▶ [PROBLÈME POSÉ 1]: Indiquez si chacune des affirmations (a), (b) et (c) concorde avec l'extrait sur le Lyon-Turin, en répondant par oui ou par non et en citant les mots décisifs de l'extrait. (a) La priorité du développement ferroviaire en France réside dans la modernisation des lignes existantes. (b) Continuer avec Nantes-Atlantique fera augmenter le trafic aérien. (c) Il est impossible de continuer comme aujourd'hui sur l'axe Lyon-Turin.

▶ [EXTRAIT À LIRE]:
┏━━

3) Il est question de "solutions alternatives" : au vu des arguments que j'ai esquissés plus haut, je me demande si la principale solution des opposants au Lyon-Turin n'est pas simplement de continuer comme aujourd'hui. Certes, ce n'est pas impossible, mais il faut en voir le coût écologique gigantesque, les montagnes françaises étant totalement asphyxiées de trafic routier (particulièrement gourmand en carburant en raison des pentes, avec une pollution qui stagne souvent dans les vallées). C'est bien la grande différence avec NDDL : dans les deux cas, bien sûr, on peut poursuivre avec l'existant sans que tout s'arrête. Mais dans le cas de l'aéroport, continuer avec Nantes-Atlantique évitera ou limitera le développement des trafics aérien et routier alors que, sur l'axe Lyon-Turin, c'est continuer avec les infrastructures existantes qui signifie accepter que les camions transportent une part écrasante des marchandises et que les transports de passagers soient effectuées essentiellement en voiture ou en avion plutôt qu'en train. Est-ce qu'on veut ?
4) Il est question de moderniser les lignes existantes plutôt que de créer de nouvelles lignes. Je suis bien d'accord que la priorité du développement ferroviaire en France réside effectivement dans cette modernisation (et la réouverture des lignes "secondaires" fermées), mais cela ne signifie pas que les autres projets n'aient aucune pertinence, dans un second temps ou en complément, ne serait-ce que pour éviter des problèmes de capacité que la seule modernisation des voies existantes ne peut pas toujours résoudre.
Enfin, je voudrais terminer ce courriel par quelques arguments pour convaincre que même les opposants à NDDL qui sont hostiles au TGV Lyon-Turin ne devraient pas en faire le symbole des autres projets inutiles.

┗━━

▶ [PROBLÈME POSÉ 2]: Sélectionnez chaque ligne des enregistrements contenant le mot « wooden », puis recopiez-la.

▶ [ENREGISTREMENTS FOURNIS]:

┏━━

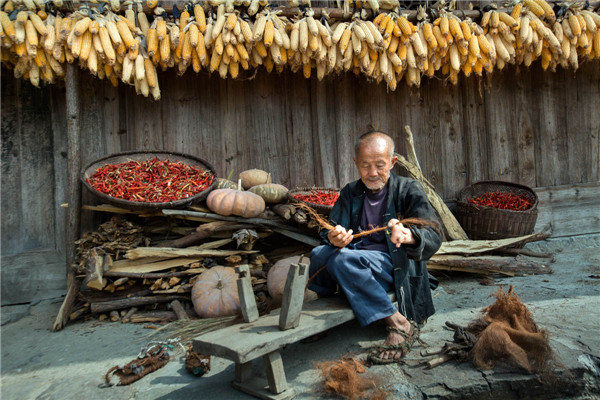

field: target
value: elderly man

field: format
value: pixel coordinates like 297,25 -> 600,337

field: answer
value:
309,132 -> 442,364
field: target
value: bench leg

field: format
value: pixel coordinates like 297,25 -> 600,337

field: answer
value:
232,351 -> 295,400
235,361 -> 254,383
263,350 -> 288,394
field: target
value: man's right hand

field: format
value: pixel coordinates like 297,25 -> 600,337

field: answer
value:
327,225 -> 354,248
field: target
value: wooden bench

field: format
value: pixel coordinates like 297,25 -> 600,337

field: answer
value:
193,295 -> 354,399
192,266 -> 393,399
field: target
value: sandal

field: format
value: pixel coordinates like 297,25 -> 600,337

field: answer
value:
367,321 -> 421,365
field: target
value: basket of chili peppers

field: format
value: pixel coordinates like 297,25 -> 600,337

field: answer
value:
288,187 -> 340,215
456,181 -> 538,239
81,151 -> 216,210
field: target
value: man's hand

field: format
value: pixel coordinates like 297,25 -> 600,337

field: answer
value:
388,218 -> 417,247
327,225 -> 354,248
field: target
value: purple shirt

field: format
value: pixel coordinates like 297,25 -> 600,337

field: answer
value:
356,183 -> 389,252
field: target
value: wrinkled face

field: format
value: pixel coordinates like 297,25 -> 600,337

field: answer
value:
354,140 -> 398,191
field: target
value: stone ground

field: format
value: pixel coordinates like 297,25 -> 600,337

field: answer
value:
0,235 -> 600,400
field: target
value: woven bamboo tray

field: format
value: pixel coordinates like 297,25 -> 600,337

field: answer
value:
287,187 -> 340,215
81,151 -> 217,210
455,181 -> 538,240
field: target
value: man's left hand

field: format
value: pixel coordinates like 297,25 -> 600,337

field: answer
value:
388,218 -> 416,247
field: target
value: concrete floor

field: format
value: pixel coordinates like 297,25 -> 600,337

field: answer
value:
0,235 -> 600,400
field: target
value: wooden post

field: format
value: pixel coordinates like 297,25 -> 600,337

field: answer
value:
279,264 -> 308,331
263,351 -> 288,394
235,264 -> 258,322
53,64 -> 81,331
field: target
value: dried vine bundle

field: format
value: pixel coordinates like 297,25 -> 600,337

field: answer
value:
294,203 -> 440,238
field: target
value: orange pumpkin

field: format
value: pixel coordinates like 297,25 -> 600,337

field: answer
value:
206,189 -> 265,218
192,266 -> 241,318
267,256 -> 310,305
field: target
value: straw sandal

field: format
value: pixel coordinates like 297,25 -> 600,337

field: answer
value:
367,321 -> 421,365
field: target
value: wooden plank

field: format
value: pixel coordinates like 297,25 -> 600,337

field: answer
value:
279,264 -> 308,330
108,257 -> 201,274
48,85 -> 68,255
504,68 -> 536,187
460,77 -> 488,184
532,65 -> 574,186
534,182 -> 600,237
19,76 -> 55,250
235,264 -> 258,322
0,247 -> 66,306
484,67 -> 516,182
192,295 -> 393,363
437,81 -> 468,198
310,75 -> 340,187
125,247 -> 258,260
0,72 -> 23,256
568,62 -> 600,184
282,72 -> 318,188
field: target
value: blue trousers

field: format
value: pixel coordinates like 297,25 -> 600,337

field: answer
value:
308,245 -> 396,326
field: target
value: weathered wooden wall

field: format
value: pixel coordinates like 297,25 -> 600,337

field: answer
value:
1,62 -> 600,300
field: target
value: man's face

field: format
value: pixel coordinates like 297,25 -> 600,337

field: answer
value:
354,140 -> 398,191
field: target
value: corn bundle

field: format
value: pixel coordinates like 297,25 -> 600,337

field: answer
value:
0,0 -> 600,99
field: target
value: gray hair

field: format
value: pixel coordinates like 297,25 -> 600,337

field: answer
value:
354,131 -> 394,158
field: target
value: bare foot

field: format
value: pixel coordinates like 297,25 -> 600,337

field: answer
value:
379,311 -> 411,360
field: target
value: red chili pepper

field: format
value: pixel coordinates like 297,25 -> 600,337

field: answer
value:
467,190 -> 533,211
292,190 -> 340,206
87,157 -> 214,203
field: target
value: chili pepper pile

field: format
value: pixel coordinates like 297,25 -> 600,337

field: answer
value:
467,190 -> 533,211
292,190 -> 340,206
87,157 -> 214,203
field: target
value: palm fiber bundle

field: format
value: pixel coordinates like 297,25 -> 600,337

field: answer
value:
317,357 -> 388,400
468,286 -> 553,373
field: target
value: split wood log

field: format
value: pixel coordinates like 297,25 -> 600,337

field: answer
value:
494,249 -> 554,259
130,311 -> 177,324
90,296 -> 187,314
162,210 -> 299,232
110,311 -> 121,322
427,255 -> 552,276
171,300 -> 190,320
104,256 -> 202,276
162,210 -> 320,246
121,307 -> 137,323
163,221 -> 254,248
125,247 -> 258,260
271,204 -> 296,221
104,268 -> 206,279
83,249 -> 110,290
52,64 -> 81,331
435,233 -> 550,256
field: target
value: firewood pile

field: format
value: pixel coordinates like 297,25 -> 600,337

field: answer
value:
69,205 -> 317,323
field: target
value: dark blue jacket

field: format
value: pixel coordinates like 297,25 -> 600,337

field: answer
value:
320,173 -> 442,322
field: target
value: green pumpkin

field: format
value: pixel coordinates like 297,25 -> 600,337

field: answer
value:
248,183 -> 288,204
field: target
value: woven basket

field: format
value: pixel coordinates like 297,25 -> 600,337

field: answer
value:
81,151 -> 217,211
287,187 -> 340,215
455,181 -> 538,240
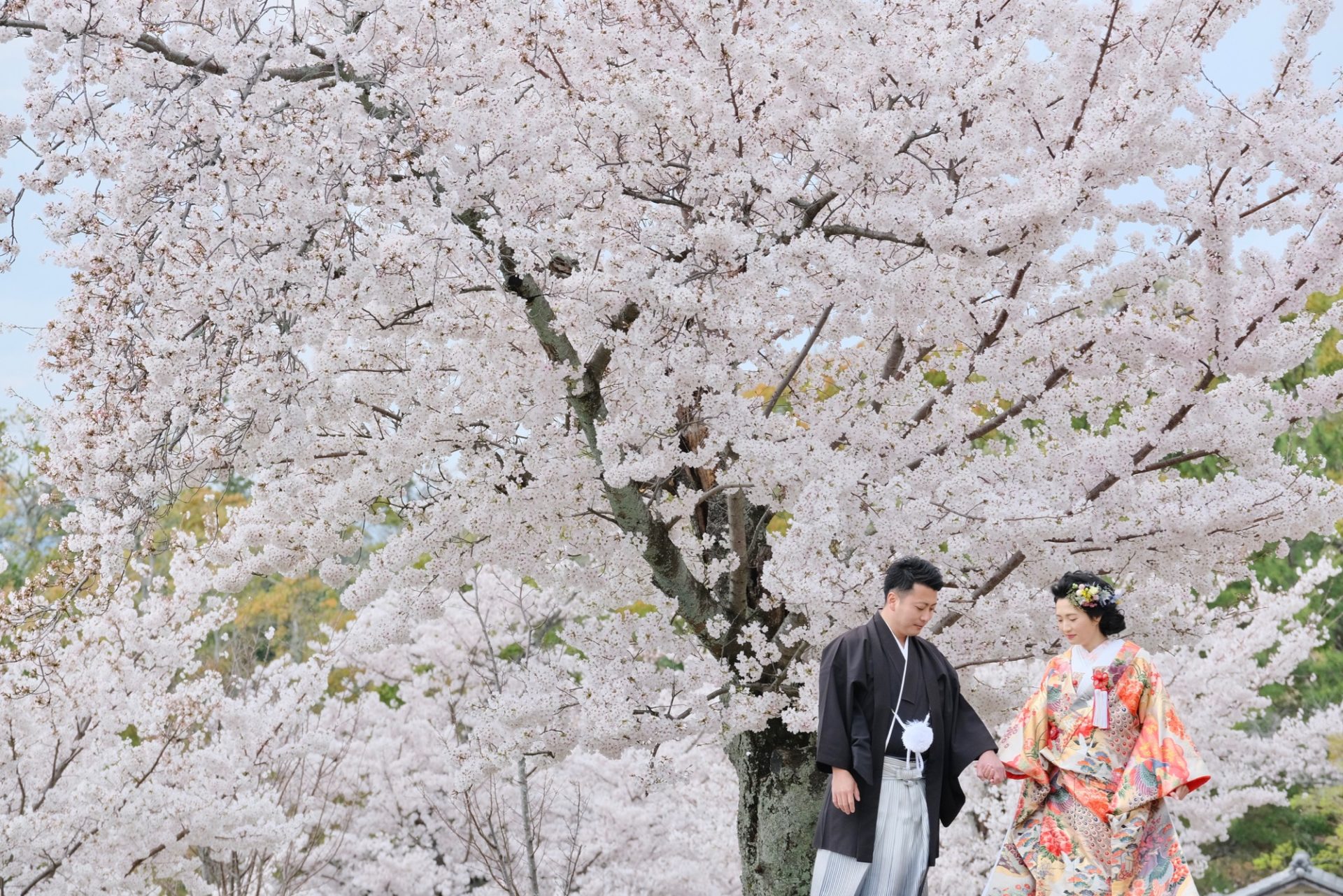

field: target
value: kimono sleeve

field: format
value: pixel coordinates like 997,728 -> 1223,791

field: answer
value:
1111,654 -> 1209,816
998,662 -> 1054,787
816,638 -> 872,783
947,670 -> 998,778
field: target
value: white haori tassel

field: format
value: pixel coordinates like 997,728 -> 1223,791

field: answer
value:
900,715 -> 932,753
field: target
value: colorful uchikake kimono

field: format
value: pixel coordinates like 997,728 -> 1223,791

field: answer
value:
984,641 -> 1209,896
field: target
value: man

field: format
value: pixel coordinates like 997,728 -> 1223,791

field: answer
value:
811,556 -> 1006,896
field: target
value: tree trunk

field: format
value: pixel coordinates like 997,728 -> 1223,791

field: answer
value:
728,718 -> 826,896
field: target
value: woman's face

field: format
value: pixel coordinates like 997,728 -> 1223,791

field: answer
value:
1054,598 -> 1101,645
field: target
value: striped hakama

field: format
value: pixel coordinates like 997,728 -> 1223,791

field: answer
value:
811,756 -> 928,896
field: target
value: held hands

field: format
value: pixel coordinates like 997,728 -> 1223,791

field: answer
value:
975,750 -> 1007,785
830,769 -> 858,816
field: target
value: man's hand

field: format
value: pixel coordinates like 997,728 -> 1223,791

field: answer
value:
830,756 -> 859,816
975,750 -> 1007,785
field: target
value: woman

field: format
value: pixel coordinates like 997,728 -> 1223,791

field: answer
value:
984,572 -> 1207,896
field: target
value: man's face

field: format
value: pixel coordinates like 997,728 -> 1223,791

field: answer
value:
886,583 -> 937,638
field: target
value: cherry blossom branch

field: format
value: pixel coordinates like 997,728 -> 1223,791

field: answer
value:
764,302 -> 835,416
0,19 -> 337,83
932,550 -> 1026,634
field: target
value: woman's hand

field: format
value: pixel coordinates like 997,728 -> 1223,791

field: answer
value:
975,750 -> 1007,785
830,769 -> 858,816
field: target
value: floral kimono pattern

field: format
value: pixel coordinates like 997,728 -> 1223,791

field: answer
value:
984,641 -> 1209,896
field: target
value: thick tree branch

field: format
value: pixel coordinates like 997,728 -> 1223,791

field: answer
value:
764,302 -> 835,416
931,550 -> 1026,634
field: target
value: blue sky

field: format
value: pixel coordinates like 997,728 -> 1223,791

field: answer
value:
0,0 -> 1343,411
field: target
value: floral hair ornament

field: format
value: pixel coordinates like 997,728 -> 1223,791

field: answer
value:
1066,584 -> 1118,610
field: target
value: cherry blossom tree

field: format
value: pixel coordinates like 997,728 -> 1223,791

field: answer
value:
0,0 -> 1343,893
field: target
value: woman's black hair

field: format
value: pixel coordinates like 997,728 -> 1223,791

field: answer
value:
1049,569 -> 1127,638
881,556 -> 943,599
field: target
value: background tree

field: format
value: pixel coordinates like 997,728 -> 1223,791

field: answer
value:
0,0 -> 1343,893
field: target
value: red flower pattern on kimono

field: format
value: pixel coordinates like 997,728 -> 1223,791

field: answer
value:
983,641 -> 1207,896
1039,818 -> 1073,855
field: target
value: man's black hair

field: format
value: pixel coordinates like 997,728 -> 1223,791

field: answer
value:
881,555 -> 944,602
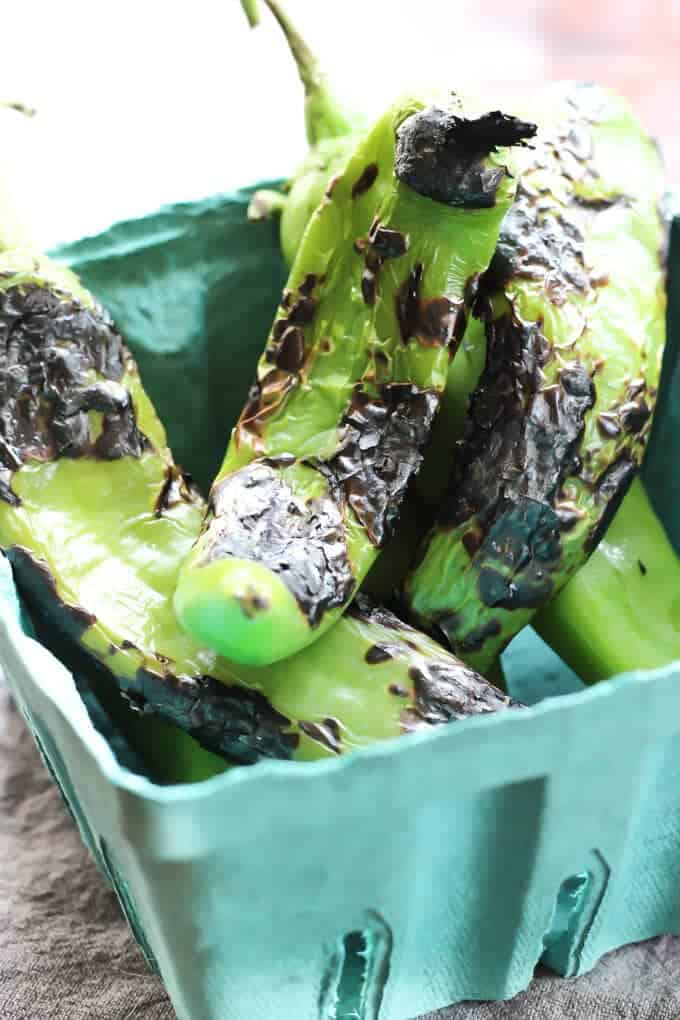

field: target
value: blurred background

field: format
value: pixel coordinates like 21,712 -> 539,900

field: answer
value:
0,0 -> 680,245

┗━━

▶ [RÉPONSE ATTENDUE 1]:
(a) Oui : « Je suis bien d'accord que la priorité du développement ferroviaire en France réside effectivement dans cette modernisation ».
(b) Non : « continuer avec Nantes-Atlantique évitera ou limitera le développement des trafics aérien et routier ».
(c) Non : « Certes, ce n'est pas impossible ».

▶ [RÉPONSE ATTENDUE 2]:
value: wooden bench
value: wooden post
value: wooden plank
value: weathered wooden wall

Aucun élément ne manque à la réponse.